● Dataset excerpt
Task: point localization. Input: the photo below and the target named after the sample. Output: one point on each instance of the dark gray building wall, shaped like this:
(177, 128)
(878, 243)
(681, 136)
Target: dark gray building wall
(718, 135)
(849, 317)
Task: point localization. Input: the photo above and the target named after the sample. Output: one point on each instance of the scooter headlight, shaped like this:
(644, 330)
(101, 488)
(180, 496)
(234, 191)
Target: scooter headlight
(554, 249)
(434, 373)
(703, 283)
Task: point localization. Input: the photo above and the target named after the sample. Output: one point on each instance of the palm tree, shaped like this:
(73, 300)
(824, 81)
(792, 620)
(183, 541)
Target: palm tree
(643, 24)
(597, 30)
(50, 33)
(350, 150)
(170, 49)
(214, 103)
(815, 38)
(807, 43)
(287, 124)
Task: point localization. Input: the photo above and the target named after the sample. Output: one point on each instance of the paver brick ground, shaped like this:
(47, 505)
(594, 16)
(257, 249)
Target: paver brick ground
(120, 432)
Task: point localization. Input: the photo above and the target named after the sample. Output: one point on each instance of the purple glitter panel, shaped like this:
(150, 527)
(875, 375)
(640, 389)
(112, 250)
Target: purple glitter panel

● YOUR INSTRUCTIONS
Revise the material above by replacing each occurrence of "point localization" with "keypoint localization", keeping every other part unchanged.

● PROBLEM SOLUTION
Task: keypoint localization. Input: the photo below and the target named after the sample. Output: one point on each instance of the dark gray building wall, shaped like this:
(177, 128)
(878, 243)
(681, 136)
Target: dark gray building wall
(718, 135)
(849, 317)
Task: keypoint localization. Input: the photo above and the target named after the sample. Output: one point on each instance of the scooter headlight, shaped like this:
(644, 330)
(101, 488)
(180, 496)
(234, 191)
Target: scooter headlight
(554, 249)
(434, 373)
(703, 283)
Task: keypoint localization. Input: the photo above and the target named after the sample. Output: one point on each instance of the palm tree, shaped like this:
(73, 300)
(824, 81)
(792, 620)
(183, 541)
Target: palm tree
(643, 24)
(597, 30)
(50, 33)
(350, 150)
(170, 49)
(214, 103)
(815, 38)
(807, 43)
(287, 124)
Task: keypoint localization. Input: the photo above and the target named after the sample. Output: one point on each instance of the paver brick ground, shaped like this:
(47, 505)
(594, 16)
(257, 249)
Target: paver brick ground
(120, 432)
Task: keypoint localization. Input: the photo above and the target named after the sample. Output: one point on each instance of the purple glitter panel, shaped like this:
(150, 527)
(875, 375)
(640, 389)
(112, 250)
Target: purple glitter panel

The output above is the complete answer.